• [Document excerpt]
--- start ---

You certainly can have more time, because I want you, and it is not on my own account altogether, because I feel sure you will delight in the kind of creative job that it is. I found that Scotchmen had made Hawaii, and I would like to see some of that same stuff go into Alaska. You see we have a fine bunch of men there, practical fellows of experience, but not one of them looms large as a business man or as a creator. I would personally like to spend a few years of my life just dreaming dreams about what could be done in that huge territory, and if I only got by with one out of five hundred, I would leave a real dent in the history of the territory.

That coal must be brought out of Alaska for the Navy, if the Navy is going to use any coal, and we ought to be able to send a great many thousands of Americans, as stock raisers and farmers, into Alaska after this war. The climate is just as good as that of Montana, and in some places much better. Of course it is not a swivel-chair job. It is a challenge to everything that a fellow has in him of ambition, courage, imagination, enterprise, and tact, and if we can possibly get that road completed by the end of the war, and know that we have another national domain there for settlement, it would help out mightily on the returning soldier problem. You and I cannot fight and that is our bad luck. We were born about thirty years too early but I have a notion that we can make Alaska do her bit through that railroad. ... If you want a great mining expert to go in with you I can get one. ... Come on into the game.

FRANKLIN K. LANE

To E. S. Pillsbury

Washington, July 30, 1918

MY DEAR MR. PILLSBURY,-- ... In these radical times when things are changing so quickly it does not do to be too conservative or things will go altogether to the bad. ...

Pragmatic tests must be applied strictly and the way to beat wild- eyed schemes is to show that they are impracticable, and to harness our people to the land. Every man in an industry ought to be tied up in some way by profit-sharing or stock-owning arrangements, and we should get as large a proportion of our people on small farms as possible. If this is not done we are going to have a reign of lawlessness.

When a sense of property goes, it becomes more and more apparent to me, that all other conserving and conservative tendencies go, and the man who has something is the man who will save this country. So it is necessary that just as many have something as possible. ... The one thing which the Bolsheviki do not understand is that the economic world is not divided between capital and labor, but that there is a great class unrepresented in these two divisions--the managing class which furnishes brains and direction, tact and vision, and no socialistic scheme provides for the selection and reward of these men ... Cordially yours,

FRANKLIN K. LANE

To William Marion Reedy Reedy's Mirror

Washington, September 13, 1918

MY DEAR MR. REEDY,--In the first place ... as to the coal agreement, when coal was more than six dollars a ton and climbing, and it was nobody's business to reduce the price, I made an appeal to the coal operators to fix voluntarily a maximum price of one- half of what they were then getting. This they did, with the understanding that it would stand only until the Government fixed the price, if it chose to do so later. The price was three dollars in the East, and two dollars and seventy-five cents in the West, and there is not a coal mine in the country to-day, under Government operation, that is producing coal for as little as that price, which the operators themselves upon my appeal, fixed ...

Some day or another we will meet, ... and I am inclined to believe that you will think me less of a reactionary than a radical. I am against a standardized world, an ordered, Prussianized world. I am for a world in which personal initiative is kept alive and at work. There are a lot of people here who believe that you can do things by orders, which I know from my knowledge of the human and the American spirit can much more effectively be done by appeal.

--- end ---

• [Tasks to carry out]
A – Answer these questions from the letters:
(i) Which state's climate is Alaska's climate compared to?
(ii) On what date was the letter to Mr. Pillsbury written?
(iii) What maximum price did the coal operators fix in the East?
B – Reproduce the letters word for word, starting at "MY DEAR MR. PILLSBURY,-- ..." and ending at "reign of lawlessness.".
The material that follows the letters is separate from them.

• [Dataset excerpt]
--- start ---

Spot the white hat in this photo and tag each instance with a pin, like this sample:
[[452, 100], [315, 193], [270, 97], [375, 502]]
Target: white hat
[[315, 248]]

--- end ---

• [Solution set]
A –
(i) Montana
(ii) July 30, 1918
(iii) Three dollars

B –
MY DEAR MR. PILLSBURY,-- ... In these radical times when things are changing so quickly it does not do to be too conservative or things will go altogether to the bad. ...

Pragmatic tests must be applied strictly and the way to beat wild- eyed schemes is to show that they are impracticable, and to harness our people to the land. Every man in an industry ought to be tied up in some way by profit-sharing or stock-owning arrangements, and we should get as large a proportion of our people on small farms as possible. If this is not done we are going to have a reign of lawlessness.